▶ **INSTRUCTIONS TO FOLLOW**
Restate the records from the line containing "y=27, one point per instance." to the line containing "y=13, one point per instance.", substituting "exercise" for "drill" and leaving all other text unchanged.

▶ **SUPPLIED DATA**
--- Begin ---

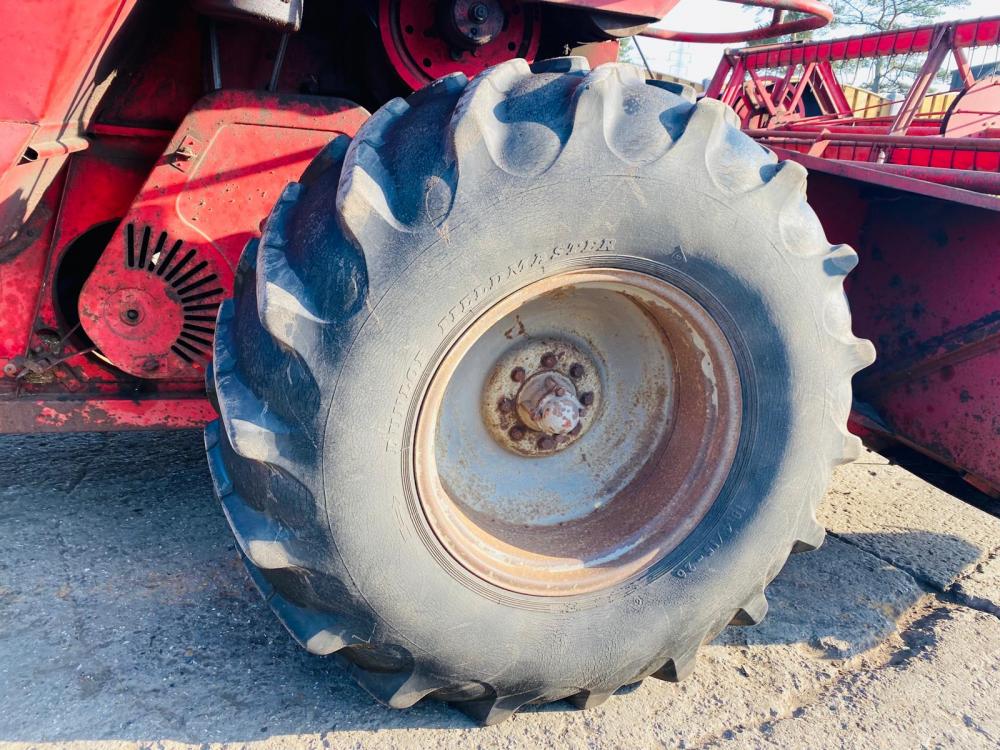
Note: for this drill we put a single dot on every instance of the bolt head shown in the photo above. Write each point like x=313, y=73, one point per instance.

--- End ---
--- Begin ---

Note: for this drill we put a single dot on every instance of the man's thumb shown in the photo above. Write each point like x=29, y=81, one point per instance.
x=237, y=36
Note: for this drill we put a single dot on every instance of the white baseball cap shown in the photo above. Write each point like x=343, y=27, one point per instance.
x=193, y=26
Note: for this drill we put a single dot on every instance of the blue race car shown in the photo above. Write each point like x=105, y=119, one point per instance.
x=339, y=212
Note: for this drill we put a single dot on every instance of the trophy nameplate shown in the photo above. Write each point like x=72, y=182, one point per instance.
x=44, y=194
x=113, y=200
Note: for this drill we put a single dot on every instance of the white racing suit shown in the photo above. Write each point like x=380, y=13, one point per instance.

--- End ---

▶ **ANSWER BELOW**
Note: for this exercise we put a single dot on every instance of the white baseball cap shown in the photo above. Write each point like x=343, y=27, one point per instance.
x=193, y=26
Note: for this exercise we put a single dot on every instance of the blue race car shown in the photo above. Write each point like x=105, y=119, one point per instance.
x=339, y=212
Note: for this exercise we put a single dot on every instance of the trophy nameplate shown in the photo above. Write each point like x=72, y=182, one point per instance.
x=44, y=194
x=113, y=200
Note: for this exercise we put a single dot on every instance of the white racing suit shown in the photo above. Write each point like x=380, y=13, one point per instance.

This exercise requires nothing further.